• Aim of the exercise
When you reach the entries below, transcribe each one exactly as it stands.
Information supplied START
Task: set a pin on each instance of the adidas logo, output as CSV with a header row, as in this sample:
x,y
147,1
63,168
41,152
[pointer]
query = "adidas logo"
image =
Information supplied END
• Result for this task
Task: set a pin on each instance of the adidas logo, output as CSV with a header row, as in this sample:
x,y
147,1
63,168
41,152
[pointer]
query = "adidas logo"
image =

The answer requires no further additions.